→ Exercise goal
Start at the line containing "Return the polygon of every instance of the **pale" and transcribe every line exactly through the end of the records below, and only those lines.
'''
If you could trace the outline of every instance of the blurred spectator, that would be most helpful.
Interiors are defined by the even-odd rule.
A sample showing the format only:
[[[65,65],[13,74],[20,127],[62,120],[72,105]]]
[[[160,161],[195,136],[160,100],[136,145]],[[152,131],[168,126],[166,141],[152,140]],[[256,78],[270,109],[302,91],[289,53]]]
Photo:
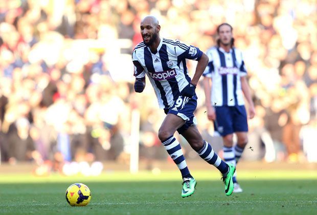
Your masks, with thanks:
[[[274,149],[265,148],[276,153],[257,158],[301,161],[312,148],[302,135],[312,134],[317,116],[316,7],[310,0],[0,1],[2,160],[35,160],[61,173],[65,160],[127,160],[135,108],[144,134],[141,158],[149,159],[143,150],[158,155],[150,131],[162,115],[150,88],[132,92],[129,55],[142,39],[140,20],[152,14],[166,27],[163,37],[203,51],[215,44],[218,24],[232,25],[254,99],[265,110],[251,122],[254,137],[262,151],[260,140],[271,138]],[[203,97],[199,84],[196,92]],[[206,135],[213,130],[199,122]]]

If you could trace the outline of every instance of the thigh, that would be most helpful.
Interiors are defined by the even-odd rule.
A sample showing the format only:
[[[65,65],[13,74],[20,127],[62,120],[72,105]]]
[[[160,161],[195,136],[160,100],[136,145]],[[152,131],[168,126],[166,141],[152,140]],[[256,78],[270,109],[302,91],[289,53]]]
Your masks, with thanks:
[[[161,125],[160,131],[168,131],[174,134],[185,123],[185,121],[180,117],[174,114],[167,114]]]
[[[233,107],[233,130],[234,132],[247,132],[247,119],[246,111],[244,105],[235,106]]]
[[[191,126],[197,124],[196,118],[194,116],[194,112],[196,107],[196,95],[191,98],[179,96],[169,109],[168,114],[178,116],[185,121],[184,124],[177,130],[180,134],[183,134]]]
[[[234,132],[230,107],[221,106],[215,108],[216,120],[214,122],[215,131],[218,132],[222,137]]]

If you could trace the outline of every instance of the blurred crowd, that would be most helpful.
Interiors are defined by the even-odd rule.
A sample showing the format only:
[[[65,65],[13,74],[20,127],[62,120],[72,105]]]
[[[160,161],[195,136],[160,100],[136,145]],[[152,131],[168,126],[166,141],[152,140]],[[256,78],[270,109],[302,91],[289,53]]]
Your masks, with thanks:
[[[257,112],[249,121],[256,153],[245,159],[316,162],[316,12],[314,0],[1,1],[1,161],[57,170],[72,161],[127,162],[134,110],[140,158],[167,159],[156,134],[164,114],[149,82],[144,93],[133,90],[131,53],[151,14],[161,36],[204,51],[218,25],[233,26]],[[197,94],[199,128],[221,144],[201,86]]]

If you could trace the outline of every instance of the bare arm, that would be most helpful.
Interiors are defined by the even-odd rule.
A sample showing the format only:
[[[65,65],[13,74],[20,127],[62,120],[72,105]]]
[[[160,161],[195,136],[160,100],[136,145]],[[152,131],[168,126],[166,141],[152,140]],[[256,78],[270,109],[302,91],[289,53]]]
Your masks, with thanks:
[[[199,60],[198,61],[197,66],[196,67],[195,74],[192,79],[191,83],[193,84],[197,85],[197,83],[199,80],[200,76],[202,75],[205,69],[208,64],[209,60],[209,59],[208,58],[208,56],[205,53],[203,53],[200,59],[199,59]]]
[[[245,96],[245,98],[246,99],[247,103],[249,104],[249,117],[250,119],[252,119],[254,117],[254,115],[255,115],[255,110],[254,108],[254,104],[253,103],[252,98],[251,98],[251,94],[250,93],[249,85],[247,83],[247,81],[246,80],[245,76],[241,77],[241,85],[243,94],[244,94],[244,96]]]

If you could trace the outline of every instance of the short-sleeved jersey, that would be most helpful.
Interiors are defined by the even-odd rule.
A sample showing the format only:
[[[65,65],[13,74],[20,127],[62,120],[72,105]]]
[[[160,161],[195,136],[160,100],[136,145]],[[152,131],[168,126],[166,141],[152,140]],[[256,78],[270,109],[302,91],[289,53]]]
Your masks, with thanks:
[[[141,78],[147,75],[160,107],[167,109],[191,80],[186,59],[199,60],[202,55],[198,48],[177,40],[161,38],[155,53],[142,42],[135,47],[132,55],[134,75]]]
[[[212,104],[244,105],[240,78],[246,75],[246,70],[241,52],[233,48],[227,52],[221,48],[214,47],[206,54],[209,62],[202,75],[212,79]]]

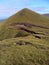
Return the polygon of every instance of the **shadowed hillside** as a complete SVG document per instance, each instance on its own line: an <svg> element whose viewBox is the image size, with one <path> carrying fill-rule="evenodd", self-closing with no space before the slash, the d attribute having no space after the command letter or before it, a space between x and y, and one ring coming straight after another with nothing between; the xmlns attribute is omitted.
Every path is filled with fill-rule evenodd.
<svg viewBox="0 0 49 65"><path fill-rule="evenodd" d="M0 65L49 65L49 18L24 8L5 20Z"/></svg>

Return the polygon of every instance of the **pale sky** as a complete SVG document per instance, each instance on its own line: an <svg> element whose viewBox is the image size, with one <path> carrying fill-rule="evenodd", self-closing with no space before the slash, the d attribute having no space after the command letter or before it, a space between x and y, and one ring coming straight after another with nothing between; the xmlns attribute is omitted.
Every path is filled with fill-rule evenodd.
<svg viewBox="0 0 49 65"><path fill-rule="evenodd" d="M23 8L40 14L49 13L49 0L0 0L0 19L7 18Z"/></svg>

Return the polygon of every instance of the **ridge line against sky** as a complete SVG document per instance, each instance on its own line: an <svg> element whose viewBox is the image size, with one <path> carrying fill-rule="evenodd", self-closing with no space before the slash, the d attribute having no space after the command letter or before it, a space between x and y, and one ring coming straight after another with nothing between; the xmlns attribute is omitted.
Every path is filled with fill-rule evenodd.
<svg viewBox="0 0 49 65"><path fill-rule="evenodd" d="M23 8L37 13L49 13L49 0L0 0L0 18L6 18Z"/></svg>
'''
→ Output of the exercise
Return the polygon of every instance of the **pale sky** as a complete SVG document per instance, each instance on its own line: an <svg> element whose viewBox is the image size, with one <path> carrying fill-rule="evenodd", self-closing with no space before the slash, the d attribute having no space after the command letter or before it, a space between x and y, and one ring coming straight after another with nothing between; the xmlns attribute is omitted.
Every path is filled with fill-rule evenodd.
<svg viewBox="0 0 49 65"><path fill-rule="evenodd" d="M23 8L40 14L49 13L49 0L0 0L0 19L7 18Z"/></svg>

Return the polygon of every instance of the **ridge line against sky** as a complete SVG document per instance, each instance on its own line: an <svg> element whose viewBox is the image size, with one <path> carrying fill-rule="evenodd", self-closing with no space before the slash, the d attribute having no space after the command letter or before it, a space between x and y, and one ring coming straight after another with nothing between; the xmlns attribute is omitted.
Every path is filled with fill-rule evenodd.
<svg viewBox="0 0 49 65"><path fill-rule="evenodd" d="M23 8L37 13L49 13L49 0L0 0L0 18L6 18Z"/></svg>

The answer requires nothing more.